▶ _What the task asks_: Continue the passage on biventricular pacing in cardiac resynchronization therapy, picking up after its last sentence.
Start of Provided passage
Survival decreases with reducing biventricular (BiV) pacing in an observational analysis of 36,935 patients with cardiac resynchronization therapy defibrillators. A: Survival analysis by biventricular pacing percentage. B: Survival analysis by biventricular pacing percentage and by the presence of significant atrial fibrillation (AFib), defined as average daily burden >0.5%. Reproduced with permission from Hayes et al 2011.

Nonresponders have a low percentage of effective cardiac resynchronization therapy paced beats on Holter monitoring despite high (>90%) biventricular pacing percentage on device interrogation. Reproduced with permission from Kamath et al 2009.
End of Provided passage
Start of Record set
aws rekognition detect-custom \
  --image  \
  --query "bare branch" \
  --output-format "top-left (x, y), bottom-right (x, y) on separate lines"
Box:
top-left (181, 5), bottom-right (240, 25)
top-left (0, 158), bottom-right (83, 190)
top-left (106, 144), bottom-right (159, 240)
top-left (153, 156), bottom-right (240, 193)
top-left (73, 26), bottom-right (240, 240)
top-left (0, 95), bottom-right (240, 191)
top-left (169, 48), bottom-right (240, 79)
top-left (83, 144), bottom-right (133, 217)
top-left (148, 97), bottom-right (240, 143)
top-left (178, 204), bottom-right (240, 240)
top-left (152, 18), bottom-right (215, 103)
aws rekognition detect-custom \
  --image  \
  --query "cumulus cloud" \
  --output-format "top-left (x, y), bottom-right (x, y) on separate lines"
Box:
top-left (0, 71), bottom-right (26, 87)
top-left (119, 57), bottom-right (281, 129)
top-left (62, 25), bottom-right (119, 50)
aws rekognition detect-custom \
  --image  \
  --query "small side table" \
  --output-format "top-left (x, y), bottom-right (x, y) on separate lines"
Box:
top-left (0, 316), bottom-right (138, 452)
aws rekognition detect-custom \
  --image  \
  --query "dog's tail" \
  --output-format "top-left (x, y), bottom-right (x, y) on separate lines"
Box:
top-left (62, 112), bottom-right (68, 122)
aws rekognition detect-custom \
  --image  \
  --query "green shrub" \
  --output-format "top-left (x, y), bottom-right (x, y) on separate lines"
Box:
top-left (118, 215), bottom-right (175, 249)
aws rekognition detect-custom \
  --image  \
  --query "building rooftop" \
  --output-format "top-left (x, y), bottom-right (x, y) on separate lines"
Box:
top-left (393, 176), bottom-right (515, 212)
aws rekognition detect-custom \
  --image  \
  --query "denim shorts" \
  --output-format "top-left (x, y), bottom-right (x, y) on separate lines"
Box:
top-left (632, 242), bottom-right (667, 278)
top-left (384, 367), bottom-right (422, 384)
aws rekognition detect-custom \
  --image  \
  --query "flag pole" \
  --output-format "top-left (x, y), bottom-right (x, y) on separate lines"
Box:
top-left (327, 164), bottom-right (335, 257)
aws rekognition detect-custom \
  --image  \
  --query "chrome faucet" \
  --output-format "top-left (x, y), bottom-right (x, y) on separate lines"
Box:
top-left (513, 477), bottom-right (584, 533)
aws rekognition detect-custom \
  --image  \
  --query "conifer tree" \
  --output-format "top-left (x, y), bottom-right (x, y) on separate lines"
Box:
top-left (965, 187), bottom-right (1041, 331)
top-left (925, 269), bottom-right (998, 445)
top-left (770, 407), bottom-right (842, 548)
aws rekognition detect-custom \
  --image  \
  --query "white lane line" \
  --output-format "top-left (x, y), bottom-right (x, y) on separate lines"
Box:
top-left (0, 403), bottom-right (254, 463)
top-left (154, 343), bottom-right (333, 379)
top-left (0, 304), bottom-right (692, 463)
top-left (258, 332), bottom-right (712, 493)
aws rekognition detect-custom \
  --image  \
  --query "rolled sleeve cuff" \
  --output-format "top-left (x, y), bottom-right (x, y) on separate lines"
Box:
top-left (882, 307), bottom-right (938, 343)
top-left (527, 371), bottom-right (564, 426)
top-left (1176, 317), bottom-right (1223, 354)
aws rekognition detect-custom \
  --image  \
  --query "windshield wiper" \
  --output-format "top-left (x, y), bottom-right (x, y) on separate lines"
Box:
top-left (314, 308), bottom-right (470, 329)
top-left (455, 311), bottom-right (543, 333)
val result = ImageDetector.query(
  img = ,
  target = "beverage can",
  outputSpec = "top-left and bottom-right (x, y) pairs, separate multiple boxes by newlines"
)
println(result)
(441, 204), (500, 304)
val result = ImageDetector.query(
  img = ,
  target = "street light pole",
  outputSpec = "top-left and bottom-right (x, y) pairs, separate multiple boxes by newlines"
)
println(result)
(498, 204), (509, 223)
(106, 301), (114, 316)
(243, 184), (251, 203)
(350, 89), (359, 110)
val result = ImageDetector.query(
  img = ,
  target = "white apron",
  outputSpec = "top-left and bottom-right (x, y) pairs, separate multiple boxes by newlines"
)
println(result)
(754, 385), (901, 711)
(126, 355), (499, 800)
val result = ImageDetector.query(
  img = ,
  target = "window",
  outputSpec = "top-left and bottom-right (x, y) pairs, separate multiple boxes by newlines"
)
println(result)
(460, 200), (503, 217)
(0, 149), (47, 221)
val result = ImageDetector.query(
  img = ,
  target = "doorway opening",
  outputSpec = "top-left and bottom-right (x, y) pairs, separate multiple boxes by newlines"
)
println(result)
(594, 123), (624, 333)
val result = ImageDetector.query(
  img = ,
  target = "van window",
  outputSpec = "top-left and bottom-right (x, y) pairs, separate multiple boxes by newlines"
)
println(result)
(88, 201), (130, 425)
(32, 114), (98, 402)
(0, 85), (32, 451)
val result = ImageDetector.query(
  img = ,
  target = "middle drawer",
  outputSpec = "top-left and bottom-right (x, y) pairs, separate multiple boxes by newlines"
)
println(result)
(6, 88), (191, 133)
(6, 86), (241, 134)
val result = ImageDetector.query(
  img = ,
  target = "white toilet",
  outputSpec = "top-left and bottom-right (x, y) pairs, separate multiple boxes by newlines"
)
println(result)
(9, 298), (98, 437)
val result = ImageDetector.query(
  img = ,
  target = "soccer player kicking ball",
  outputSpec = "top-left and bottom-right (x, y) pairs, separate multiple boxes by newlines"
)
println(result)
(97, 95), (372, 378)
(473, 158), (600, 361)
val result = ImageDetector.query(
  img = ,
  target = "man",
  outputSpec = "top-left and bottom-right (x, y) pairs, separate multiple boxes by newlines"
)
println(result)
End of Record set
▶ _Answer box_:
Loss of atrioventricular synchrony

AF removes the contribution of atrial systole to cardiac output, which is estimated to be as high as 20%–30%.²⁷ It also eliminates the benefit of AV resynchronization during CRT. Small observational studies have demonstrated acute hemodynamic benefits of optimizing AV delays during CRT.28, 29, 30 Although the use of echocardiography-based AV optimization was not shown to provide clinical benefit over empirical AV delays in a large randomized trial,³¹ studies using dynamic device-based algorithms to optimize AV delays have shown more promise.³²^,³³ Interestingly, in a recently reported mechanistic study of 19 patients undergoing temporary His bundle pacing at the time of CRT implant, the majority of the hemodynamic benefit derived from CRT was found to be secondary to shortening of the AV delay, rather than ventricular resynchronization.³⁴ It therefore follows that the loss of AV synchrony during AF is likely to attenuate the hemodynamic benefit provided by CRT.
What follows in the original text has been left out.